Action item:
The records that follow are to be repeated exactly, in full.

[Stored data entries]
-- -- --

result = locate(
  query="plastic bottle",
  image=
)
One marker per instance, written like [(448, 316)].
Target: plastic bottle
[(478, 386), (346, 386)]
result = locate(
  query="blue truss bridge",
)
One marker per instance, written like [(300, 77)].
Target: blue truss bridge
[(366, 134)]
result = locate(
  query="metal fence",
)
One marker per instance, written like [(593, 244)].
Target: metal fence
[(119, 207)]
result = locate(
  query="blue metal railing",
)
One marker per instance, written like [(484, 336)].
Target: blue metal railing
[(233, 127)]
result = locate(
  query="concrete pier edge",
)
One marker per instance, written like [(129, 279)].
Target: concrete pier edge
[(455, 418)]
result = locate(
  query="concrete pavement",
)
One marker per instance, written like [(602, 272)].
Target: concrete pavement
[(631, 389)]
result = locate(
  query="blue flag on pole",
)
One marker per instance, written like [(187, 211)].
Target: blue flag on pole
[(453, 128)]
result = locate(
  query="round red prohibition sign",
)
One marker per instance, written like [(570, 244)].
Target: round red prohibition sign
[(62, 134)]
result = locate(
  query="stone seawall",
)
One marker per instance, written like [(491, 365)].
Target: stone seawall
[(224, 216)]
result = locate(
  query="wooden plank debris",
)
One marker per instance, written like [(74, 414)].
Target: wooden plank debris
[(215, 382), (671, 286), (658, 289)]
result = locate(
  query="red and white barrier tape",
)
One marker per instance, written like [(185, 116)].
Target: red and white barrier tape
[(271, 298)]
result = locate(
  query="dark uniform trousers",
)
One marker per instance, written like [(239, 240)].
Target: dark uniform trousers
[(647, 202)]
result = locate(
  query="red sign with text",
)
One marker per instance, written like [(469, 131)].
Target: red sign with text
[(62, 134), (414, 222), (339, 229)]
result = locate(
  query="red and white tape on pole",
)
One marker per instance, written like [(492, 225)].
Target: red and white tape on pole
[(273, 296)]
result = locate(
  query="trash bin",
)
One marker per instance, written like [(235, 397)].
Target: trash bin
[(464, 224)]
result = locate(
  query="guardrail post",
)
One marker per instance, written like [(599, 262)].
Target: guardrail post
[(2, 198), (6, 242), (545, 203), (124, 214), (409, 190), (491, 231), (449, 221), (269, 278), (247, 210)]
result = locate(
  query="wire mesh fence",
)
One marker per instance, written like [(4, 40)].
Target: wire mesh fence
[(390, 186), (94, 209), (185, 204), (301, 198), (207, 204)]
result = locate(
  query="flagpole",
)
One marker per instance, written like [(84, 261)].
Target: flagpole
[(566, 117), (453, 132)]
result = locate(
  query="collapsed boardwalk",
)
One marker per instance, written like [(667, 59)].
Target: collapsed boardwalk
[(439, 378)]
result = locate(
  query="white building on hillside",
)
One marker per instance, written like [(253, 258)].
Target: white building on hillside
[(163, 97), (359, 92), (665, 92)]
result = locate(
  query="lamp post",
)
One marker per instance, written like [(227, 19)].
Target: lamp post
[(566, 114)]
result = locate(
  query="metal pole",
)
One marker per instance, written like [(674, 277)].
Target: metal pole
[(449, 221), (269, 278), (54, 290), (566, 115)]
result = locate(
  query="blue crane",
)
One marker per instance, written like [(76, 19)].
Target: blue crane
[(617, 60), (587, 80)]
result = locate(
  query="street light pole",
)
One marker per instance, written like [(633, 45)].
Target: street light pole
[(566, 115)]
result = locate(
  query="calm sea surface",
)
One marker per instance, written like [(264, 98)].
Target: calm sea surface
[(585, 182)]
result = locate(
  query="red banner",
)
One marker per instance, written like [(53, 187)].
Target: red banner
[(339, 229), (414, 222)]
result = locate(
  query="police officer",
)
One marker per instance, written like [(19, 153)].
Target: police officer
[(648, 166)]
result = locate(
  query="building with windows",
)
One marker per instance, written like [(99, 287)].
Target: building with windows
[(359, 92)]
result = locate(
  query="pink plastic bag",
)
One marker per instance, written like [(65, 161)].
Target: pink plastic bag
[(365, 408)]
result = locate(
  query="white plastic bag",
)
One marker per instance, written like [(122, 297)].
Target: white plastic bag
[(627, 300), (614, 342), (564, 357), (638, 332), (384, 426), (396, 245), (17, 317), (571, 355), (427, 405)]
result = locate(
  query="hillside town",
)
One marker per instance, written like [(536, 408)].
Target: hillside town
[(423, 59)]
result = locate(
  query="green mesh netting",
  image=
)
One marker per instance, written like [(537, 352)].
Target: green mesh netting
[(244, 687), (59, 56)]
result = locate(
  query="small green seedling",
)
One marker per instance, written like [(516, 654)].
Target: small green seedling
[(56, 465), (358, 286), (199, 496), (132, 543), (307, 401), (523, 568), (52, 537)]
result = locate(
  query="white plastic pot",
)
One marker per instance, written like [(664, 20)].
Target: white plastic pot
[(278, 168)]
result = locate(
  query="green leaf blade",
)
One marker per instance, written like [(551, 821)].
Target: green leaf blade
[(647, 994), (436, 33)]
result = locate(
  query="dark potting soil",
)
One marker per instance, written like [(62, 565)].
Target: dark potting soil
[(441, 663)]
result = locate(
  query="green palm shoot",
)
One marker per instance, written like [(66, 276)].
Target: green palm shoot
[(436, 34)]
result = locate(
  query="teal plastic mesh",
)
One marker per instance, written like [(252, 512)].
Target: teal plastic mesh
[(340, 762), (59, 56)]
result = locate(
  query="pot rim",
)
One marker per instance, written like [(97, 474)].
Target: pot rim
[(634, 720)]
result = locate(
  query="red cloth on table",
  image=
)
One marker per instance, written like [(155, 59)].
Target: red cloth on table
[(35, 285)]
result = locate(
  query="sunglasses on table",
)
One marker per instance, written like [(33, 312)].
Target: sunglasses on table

-- -- --

Task solution:
result = locate(
  query="plastic bottle",
  image=
)
One marker per instance, written like [(448, 316)].
Target: plastic bottle
[(478, 386), (346, 386)]
result = locate(
  query="blue truss bridge",
)
One marker per instance, written like [(300, 77)].
Target: blue truss bridge
[(366, 134)]
result = locate(
  query="metal fence",
)
One marker per instance, written like [(593, 244)].
Target: metal fence
[(119, 207)]
result = locate(
  query="blue metal railing",
)
One marker per instance, written like [(484, 336)].
Target: blue metal railing
[(233, 127)]
result = locate(
  query="concrete pier edge",
)
One marker per instance, written like [(129, 279)].
Target: concrete pier edge
[(455, 418)]
result = locate(
  query="concrete pavement",
)
One marker per instance, written like [(602, 272)].
Target: concrete pavement
[(631, 389)]
result = locate(
  query="blue flag on pole",
)
One marker per instance, written like [(187, 211)].
Target: blue flag on pole
[(453, 128)]
result = locate(
  query="round red prohibition sign",
)
One marker per instance, written like [(570, 244)].
Target: round red prohibition sign
[(62, 134)]
result = locate(
  query="stone seawall",
)
One marker per instance, written like [(491, 365)].
Target: stone seawall
[(224, 216)]
result = locate(
  query="wooden plank debris",
)
One marker per instance, written like [(74, 414)].
Target: wooden plank debris
[(215, 382), (671, 286), (658, 289)]
result = locate(
  query="red and white barrier tape",
)
One marker per instance, written like [(185, 116)].
Target: red and white barrier tape
[(271, 298)]
result = locate(
  query="dark uniform trousers",
)
One marker per instance, written like [(239, 240)].
Target: dark uniform trousers
[(647, 202)]
result = locate(
  query="red sign with text",
)
One marker per instance, written like [(469, 131)].
Target: red sign with text
[(62, 134), (414, 222), (339, 229)]
result = locate(
  query="red and white tape on pole",
)
One marker per instance, written like [(492, 225)].
Target: red and white tape on pole
[(273, 296)]
result = locate(
  query="trash bin",
)
One marker per instance, written like [(235, 397)].
Target: trash bin
[(464, 224)]
result = locate(
  query="guardrail post",
)
One marker per instance, written like [(599, 262)].
Target: guardrail post
[(2, 198), (6, 242), (545, 203), (124, 214), (409, 190), (491, 231), (449, 221), (269, 278), (247, 210)]
result = locate(
  query="wire mesh fence",
)
One marker per instance, written like [(4, 40)].
Target: wire mesh fence
[(390, 186), (94, 209), (185, 204), (301, 198), (207, 204)]
result = locate(
  query="flagpole",
)
One marker per instance, written like [(84, 261)].
Target: flagpole
[(566, 117), (453, 132)]
result = locate(
  query="collapsed boardwalk",
)
One marker per instance, written like [(667, 59)].
Target: collapsed boardwalk
[(439, 378)]
result = locate(
  query="white building on hillside",
)
One marker per instance, written like [(253, 258)].
Target: white building on hillside
[(163, 97), (359, 92), (665, 92)]
result = locate(
  query="lamp post",
)
One marker per instance, written like [(227, 19)].
Target: lamp post
[(566, 114)]
result = locate(
  query="metal pole",
)
One marker per instance, written like [(674, 277)].
Target: metal pole
[(449, 221), (269, 278), (54, 290), (566, 115)]
result = locate(
  query="blue crane",
)
One marker per instance, written like [(76, 19)].
Target: blue crane
[(617, 60), (587, 80)]
result = locate(
  query="street light pole",
)
One marker per instance, written like [(633, 45)].
Target: street light pole
[(566, 115)]
result = locate(
  query="calm sea surface",
)
One marker per instance, written like [(264, 98)].
Target: calm sea surface
[(585, 182)]
result = locate(
  query="red banner",
)
One marker per instance, written like [(53, 187)].
Target: red banner
[(339, 229), (414, 222)]
result = locate(
  query="police officer",
)
One marker per instance, written like [(19, 153)].
Target: police officer
[(648, 166)]
result = locate(
  query="building with windows",
)
One marker per instance, written like [(99, 287)].
Target: building with windows
[(359, 92)]
result = locate(
  query="pink plastic bag",
)
One marker per instance, written like [(65, 161)].
Target: pink plastic bag
[(365, 408)]
result = locate(
  query="white plastic bag",
)
One marker per instance, written like [(122, 297)].
Target: white plastic bag
[(627, 300), (614, 342), (564, 357), (638, 332), (384, 426), (396, 245), (17, 317), (571, 355), (427, 405)]
result = locate(
  query="hillside town",
)
One marker per instance, written like [(536, 408)].
Target: hillside town
[(423, 59)]
result = locate(
  query="green mesh netting",
  image=
)
One marker per instance, written like [(537, 352)].
Target: green mesh netting
[(244, 687), (59, 56)]
result = locate(
  query="small green seedling",
)
One marker per instance, written like [(516, 654)].
Target: small green seedling
[(56, 465), (358, 286), (199, 496), (132, 543), (307, 401), (523, 568), (52, 537)]
result = locate(
  query="white plastic pot",
)
One marker per instance, written like [(664, 20)].
Target: white plastic pot
[(278, 168)]
result = locate(
  query="green leaf blade",
)
One marker per instance, written like [(551, 821)].
Target: green leaf blade
[(647, 994), (436, 33)]
result = locate(
  query="dark potting soil",
)
One marker per instance, written like [(62, 565)].
Target: dark potting soil
[(441, 663)]
result = locate(
  query="green palm shoot",
)
One marker per instance, written like [(66, 276)].
Target: green palm shoot
[(436, 34)]
result = locate(
  query="teal plastic mesh",
)
One marker per instance, written like [(252, 512)].
Target: teal plastic mesh
[(340, 762), (59, 56)]
result = locate(
  query="pot rim",
)
One marker per instance, written like [(97, 474)].
Target: pot rim
[(634, 720)]
result = locate(
  query="red cloth on table",
  image=
)
One marker per instance, written like [(155, 59)].
Target: red cloth on table
[(35, 285)]
result = locate(
  query="sunglasses on table",
)
One marker per instance, written like [(33, 312)].
Target: sunglasses on table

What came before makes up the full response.